* SHORT PROBLEM *
Transcribe the mailing-list reply on database corruption word for word, taking everything from "On Mon, May" down to "customers is facing.".

* PAGE EXCERPT *
○ ○ ○ ○

Re: Trying to handle db corruption 9.6

From: Flo Rance <trourance(at)gmail(dot)com>
To: Mariel Cherkassky <mariel(dot)cherkassky(at)gmail(dot)com>
Cc: PostgreSQL mailing lists <pgsql-performance(at)postgresql(dot)org>, pgsql-admin(at)lists(dot)postgresql(dot)org
Subject: Re: Trying to handle db corruption 9.6
Date: 2019-05-20 14:49:35
Message-ID: CAHogYcXfPf6gJbXQgkOcRfjL-pJdxApvkzF3YowNz5r_5KMG7w@mail.gmail.com
Views: Raw Message | Whole Thread | Download mbox | Resend email
Thread:
Lists: pgsql-admin pgsql-performance

Hi,

First of all, as stated in the wiki, you'll need to do a filesystem level
copy of the database files and put them on another drive before attempting
to do anything else !

https://wiki.postgresql.org/wiki/Corruption

regards,
Flo

On Mon, May 20, 2019 at 4:40 PM Mariel Cherkassky <
mariel(dot)cherkassky(at)gmail(dot)com> wrote:

> Hey,
> I'm trying to handle a corruption that one of our customers is facing.
> His disk space was full and as a result of that he decided to run
> pg_resetxlog a few times(bad idea..) .
> When I connected to the machine I saw that the db was down.
> When I started the db (service postgresql start) I saw the next error in
> the logs :
>
> DETAIL: Could not open file "pg_multixact/offsets/0000": No such file or
> directory.
>
> The pg_multixact/offset dir contained one file (0025).
> The pg_multixact/members dir contains 2 files : 0000 and 0001.
>
> I tried to follow the documentation of pg_resetxlog, and run pg_resetxlog
> with -m 0xF0A604,0xEA50CE which are 0025*65536 and 0026*65536 in hexa.
> However, it didnt help and the same error appeared.
> So I tried to rename the file to 0000 and then the db searched for a file
> in members that wasnt exist.

○ ○ ○ ○

* SUPPLIED INFORMATION *
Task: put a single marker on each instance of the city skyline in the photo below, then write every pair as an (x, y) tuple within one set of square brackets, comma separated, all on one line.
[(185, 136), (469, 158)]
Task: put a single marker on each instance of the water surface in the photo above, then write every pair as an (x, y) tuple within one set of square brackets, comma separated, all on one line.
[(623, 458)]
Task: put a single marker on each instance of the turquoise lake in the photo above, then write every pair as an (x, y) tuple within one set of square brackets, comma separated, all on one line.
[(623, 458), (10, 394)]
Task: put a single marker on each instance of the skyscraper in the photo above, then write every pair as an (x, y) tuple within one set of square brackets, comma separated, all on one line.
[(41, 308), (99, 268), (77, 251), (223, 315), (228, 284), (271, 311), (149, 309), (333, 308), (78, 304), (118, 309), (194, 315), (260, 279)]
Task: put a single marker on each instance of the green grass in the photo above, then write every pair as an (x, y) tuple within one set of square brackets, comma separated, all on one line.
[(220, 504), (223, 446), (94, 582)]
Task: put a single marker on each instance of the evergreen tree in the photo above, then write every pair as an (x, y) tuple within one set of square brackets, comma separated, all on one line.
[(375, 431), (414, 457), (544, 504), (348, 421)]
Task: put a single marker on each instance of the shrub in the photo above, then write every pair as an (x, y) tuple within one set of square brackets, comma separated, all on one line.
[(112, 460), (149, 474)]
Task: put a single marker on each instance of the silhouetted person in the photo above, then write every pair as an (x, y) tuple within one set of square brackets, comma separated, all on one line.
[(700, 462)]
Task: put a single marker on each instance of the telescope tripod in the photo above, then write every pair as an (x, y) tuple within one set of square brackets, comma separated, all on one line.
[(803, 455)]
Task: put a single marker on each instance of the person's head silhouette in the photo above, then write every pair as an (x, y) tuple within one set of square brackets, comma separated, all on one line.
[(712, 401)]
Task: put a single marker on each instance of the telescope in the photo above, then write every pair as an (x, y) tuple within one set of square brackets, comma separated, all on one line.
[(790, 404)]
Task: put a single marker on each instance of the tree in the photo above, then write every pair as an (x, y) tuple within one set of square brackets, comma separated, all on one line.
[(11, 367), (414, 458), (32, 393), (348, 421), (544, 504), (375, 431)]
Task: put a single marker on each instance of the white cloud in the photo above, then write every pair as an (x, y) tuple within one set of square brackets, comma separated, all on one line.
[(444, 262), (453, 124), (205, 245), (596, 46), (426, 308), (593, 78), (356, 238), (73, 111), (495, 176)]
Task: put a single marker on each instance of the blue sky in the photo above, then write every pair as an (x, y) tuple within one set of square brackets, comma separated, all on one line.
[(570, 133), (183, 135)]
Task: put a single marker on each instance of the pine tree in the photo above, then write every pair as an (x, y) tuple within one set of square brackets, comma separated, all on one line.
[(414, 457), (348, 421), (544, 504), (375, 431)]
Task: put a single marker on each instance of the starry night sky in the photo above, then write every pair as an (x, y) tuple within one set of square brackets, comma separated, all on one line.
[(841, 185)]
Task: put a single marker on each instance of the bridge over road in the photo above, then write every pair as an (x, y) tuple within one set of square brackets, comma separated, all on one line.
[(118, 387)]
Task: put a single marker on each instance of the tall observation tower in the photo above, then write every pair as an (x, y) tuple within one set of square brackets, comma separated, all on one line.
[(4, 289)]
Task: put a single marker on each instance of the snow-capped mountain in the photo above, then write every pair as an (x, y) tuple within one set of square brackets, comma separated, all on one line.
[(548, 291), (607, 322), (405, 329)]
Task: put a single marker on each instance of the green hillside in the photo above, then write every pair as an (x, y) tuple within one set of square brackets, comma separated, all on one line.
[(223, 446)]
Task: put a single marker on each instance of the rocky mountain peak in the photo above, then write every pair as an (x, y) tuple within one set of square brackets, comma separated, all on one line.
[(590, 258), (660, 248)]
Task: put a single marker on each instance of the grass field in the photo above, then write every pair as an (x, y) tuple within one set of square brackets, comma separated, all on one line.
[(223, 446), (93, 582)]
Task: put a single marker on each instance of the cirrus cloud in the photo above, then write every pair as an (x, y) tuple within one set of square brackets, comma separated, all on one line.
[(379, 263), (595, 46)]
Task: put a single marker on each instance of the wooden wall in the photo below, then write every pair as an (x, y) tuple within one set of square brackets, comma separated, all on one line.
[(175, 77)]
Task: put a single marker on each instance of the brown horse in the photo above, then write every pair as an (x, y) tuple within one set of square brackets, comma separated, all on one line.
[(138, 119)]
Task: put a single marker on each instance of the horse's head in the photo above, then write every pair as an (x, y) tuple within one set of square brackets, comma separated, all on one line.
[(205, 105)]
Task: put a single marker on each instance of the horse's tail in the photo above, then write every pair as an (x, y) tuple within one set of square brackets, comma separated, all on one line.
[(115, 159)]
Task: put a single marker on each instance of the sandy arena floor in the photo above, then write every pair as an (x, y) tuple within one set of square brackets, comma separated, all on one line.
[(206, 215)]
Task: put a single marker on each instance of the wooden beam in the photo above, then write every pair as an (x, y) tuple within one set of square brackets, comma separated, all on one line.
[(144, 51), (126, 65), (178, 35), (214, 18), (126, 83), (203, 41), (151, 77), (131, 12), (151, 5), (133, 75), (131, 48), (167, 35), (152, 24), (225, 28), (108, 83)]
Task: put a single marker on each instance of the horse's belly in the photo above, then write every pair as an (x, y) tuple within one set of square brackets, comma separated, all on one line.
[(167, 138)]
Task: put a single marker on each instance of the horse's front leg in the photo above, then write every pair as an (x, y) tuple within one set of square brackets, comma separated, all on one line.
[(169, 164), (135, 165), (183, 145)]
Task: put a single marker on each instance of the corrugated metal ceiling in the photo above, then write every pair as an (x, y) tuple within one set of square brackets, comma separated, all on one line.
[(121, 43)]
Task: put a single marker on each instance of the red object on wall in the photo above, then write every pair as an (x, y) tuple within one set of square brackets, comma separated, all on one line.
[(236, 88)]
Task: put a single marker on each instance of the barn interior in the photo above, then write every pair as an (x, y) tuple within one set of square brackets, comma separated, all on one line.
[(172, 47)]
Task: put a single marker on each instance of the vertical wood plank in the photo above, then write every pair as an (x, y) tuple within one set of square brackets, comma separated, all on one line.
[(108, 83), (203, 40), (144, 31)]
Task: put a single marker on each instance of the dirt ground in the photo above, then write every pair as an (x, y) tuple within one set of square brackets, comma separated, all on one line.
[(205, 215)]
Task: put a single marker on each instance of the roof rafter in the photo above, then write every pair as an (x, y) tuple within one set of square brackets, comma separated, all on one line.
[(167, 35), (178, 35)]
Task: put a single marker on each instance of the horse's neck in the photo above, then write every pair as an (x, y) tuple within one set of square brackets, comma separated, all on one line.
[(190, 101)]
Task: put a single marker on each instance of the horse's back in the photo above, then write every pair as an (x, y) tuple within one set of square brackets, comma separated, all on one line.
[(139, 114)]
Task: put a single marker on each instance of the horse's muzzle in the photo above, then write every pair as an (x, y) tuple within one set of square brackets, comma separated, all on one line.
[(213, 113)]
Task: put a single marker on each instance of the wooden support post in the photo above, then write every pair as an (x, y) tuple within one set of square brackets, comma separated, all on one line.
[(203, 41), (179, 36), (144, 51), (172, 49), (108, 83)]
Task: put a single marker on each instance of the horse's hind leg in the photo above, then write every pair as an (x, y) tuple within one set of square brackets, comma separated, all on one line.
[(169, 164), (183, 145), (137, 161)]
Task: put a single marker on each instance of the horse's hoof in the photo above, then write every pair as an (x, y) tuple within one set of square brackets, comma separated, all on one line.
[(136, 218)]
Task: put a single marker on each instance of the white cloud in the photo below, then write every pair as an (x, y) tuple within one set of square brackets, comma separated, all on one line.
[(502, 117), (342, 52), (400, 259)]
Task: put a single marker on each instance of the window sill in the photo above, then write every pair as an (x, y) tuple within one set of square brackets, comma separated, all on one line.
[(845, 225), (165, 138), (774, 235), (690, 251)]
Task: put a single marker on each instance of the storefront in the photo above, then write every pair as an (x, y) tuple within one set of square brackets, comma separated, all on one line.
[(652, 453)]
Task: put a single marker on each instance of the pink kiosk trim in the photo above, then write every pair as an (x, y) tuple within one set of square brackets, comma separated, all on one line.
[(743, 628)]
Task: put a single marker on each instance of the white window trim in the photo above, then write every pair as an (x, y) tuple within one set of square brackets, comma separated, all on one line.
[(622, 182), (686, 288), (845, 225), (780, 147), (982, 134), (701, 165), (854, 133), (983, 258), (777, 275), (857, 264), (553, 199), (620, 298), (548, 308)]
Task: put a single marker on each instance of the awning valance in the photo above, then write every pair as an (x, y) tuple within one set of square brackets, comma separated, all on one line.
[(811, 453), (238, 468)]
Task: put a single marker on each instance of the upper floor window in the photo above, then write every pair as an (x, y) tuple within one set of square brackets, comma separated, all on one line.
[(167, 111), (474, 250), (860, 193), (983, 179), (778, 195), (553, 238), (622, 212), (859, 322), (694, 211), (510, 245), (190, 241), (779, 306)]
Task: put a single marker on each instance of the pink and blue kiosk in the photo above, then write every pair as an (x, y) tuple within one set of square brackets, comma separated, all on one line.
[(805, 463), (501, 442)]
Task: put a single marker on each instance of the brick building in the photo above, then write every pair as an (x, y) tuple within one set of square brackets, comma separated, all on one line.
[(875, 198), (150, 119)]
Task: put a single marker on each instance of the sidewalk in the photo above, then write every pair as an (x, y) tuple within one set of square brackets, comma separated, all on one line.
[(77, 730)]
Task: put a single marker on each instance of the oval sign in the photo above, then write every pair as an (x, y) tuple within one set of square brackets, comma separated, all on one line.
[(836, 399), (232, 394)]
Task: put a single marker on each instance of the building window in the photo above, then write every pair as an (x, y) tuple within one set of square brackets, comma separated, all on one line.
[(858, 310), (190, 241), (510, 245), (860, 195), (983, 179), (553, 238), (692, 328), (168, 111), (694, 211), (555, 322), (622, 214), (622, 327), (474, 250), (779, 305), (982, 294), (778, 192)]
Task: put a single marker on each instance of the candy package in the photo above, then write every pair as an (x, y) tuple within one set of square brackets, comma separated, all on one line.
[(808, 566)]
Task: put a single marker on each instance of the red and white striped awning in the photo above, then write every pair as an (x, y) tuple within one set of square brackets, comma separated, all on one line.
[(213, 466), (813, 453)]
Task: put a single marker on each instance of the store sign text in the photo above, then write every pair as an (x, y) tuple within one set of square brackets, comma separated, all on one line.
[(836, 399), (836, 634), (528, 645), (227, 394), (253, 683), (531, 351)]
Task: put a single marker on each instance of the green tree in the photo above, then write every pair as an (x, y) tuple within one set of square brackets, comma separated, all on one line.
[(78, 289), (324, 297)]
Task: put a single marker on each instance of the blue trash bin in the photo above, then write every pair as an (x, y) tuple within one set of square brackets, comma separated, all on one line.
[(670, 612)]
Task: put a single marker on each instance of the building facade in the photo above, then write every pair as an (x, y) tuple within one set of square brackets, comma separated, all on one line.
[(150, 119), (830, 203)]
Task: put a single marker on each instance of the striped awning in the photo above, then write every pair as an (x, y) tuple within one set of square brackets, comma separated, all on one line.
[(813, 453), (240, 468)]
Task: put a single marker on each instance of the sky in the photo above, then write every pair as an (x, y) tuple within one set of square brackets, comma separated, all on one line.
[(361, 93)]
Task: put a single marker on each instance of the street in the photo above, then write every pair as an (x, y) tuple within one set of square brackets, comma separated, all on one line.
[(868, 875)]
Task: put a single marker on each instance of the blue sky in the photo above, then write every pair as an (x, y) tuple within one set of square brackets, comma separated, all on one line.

○ ○ ○ ○

* TASK ANSWER *
On Mon, May 20, 2019 at 4:40 PM Mariel Cherkassky <
mariel(dot)cherkassky(at)gmail(dot)com> wrote:

> Hey,
> I'm trying to handle a corruption that one of our customers is facing.